-------- Provided entries --------

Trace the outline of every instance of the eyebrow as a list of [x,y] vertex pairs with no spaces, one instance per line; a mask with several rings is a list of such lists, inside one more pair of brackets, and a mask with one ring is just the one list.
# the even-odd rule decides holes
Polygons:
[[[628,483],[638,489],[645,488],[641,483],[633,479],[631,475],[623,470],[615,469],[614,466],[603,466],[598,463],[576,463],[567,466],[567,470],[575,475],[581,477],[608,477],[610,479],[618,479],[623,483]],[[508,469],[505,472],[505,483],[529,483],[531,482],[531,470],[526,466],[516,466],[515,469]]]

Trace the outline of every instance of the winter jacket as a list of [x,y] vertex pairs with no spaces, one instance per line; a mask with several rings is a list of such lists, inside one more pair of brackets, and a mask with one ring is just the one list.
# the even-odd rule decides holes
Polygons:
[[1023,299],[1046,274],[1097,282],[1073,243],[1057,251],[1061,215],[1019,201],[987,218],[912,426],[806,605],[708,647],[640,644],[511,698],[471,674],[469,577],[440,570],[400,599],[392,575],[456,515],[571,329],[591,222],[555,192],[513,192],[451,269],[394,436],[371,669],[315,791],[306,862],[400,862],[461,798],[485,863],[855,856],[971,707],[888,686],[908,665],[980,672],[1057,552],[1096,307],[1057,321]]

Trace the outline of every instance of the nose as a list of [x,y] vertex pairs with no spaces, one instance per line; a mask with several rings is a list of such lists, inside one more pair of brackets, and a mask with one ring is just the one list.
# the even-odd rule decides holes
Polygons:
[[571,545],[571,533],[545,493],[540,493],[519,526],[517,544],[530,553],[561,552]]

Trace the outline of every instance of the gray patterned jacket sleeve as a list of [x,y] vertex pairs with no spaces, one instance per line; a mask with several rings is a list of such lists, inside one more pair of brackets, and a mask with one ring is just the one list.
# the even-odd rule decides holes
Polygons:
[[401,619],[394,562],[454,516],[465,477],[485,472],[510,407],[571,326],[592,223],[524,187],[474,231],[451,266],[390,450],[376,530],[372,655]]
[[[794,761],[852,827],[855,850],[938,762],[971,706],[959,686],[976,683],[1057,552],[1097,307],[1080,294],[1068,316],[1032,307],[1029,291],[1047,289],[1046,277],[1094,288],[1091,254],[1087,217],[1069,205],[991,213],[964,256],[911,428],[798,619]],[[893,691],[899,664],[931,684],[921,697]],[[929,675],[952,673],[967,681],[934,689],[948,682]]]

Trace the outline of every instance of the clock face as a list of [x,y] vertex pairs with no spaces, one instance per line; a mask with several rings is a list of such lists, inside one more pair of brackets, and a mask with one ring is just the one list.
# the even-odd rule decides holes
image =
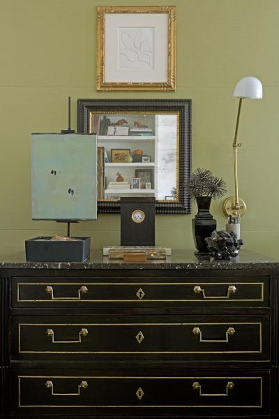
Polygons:
[[132,212],[132,220],[135,223],[142,223],[145,219],[145,214],[142,210],[135,210]]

--------

- _Problem description_: Identify each line of the rows above that contains the string "instance", and copy those lines.

- _Worked solution_:
Trace the outline of every instance of the eyebrow as a list of [x,y] vertex pairs with no spaces, one instance per line; a mask with several rings is a list of such lists, inside one more pair of brackets, and a mask with one ring is just the one list.
Trace the outline of every instance of the winter jacket as a list of [x,y] vertex pairs with no spaces, one instance per line; a mask with several rings is a list of such lists, inside one more pair of brackets, and a mask with one ring is just the one list.
Trace the outline of every instance of the nose as a list of [x,y] vertex pairs with no spaces, one instance per line; a mask with several rings is a list of such lists, inside one more pair of brackets, and a mask with one ring is just the one list.
Trace the outline of every instance of the gray patterned jacket sleeve as a list of [x,y] vertex pairs with no spaces, one instance per line; a mask with several rings is a list of such lists, inside one more pair of brackets, and a mask with one ring is just the one list.
Trace the outline of every instance of the clock face as a list of [x,y] vertex pairs with no spaces, one instance per line; a mask with several rings is a list of such lists, inside one more pair of brackets, and a mask with one ring is just the one list.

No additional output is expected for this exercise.